What to work on:
An exact retyping of every record is required.

Dataset entries
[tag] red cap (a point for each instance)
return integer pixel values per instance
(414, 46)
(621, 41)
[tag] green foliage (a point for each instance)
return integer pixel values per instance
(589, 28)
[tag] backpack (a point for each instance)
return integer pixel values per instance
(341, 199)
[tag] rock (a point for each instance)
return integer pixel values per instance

Response box:
[tag] red cap (a point for each instance)
return integer pixel values per instance
(414, 46)
(621, 41)
[tag] green foliage (a point for each instance)
return integer pixel values per instance
(589, 28)
[tag] backpack (a point for each instance)
return integer pixel values per instance
(341, 199)
[tag] rock (a point for each instance)
return integer pixel values per instance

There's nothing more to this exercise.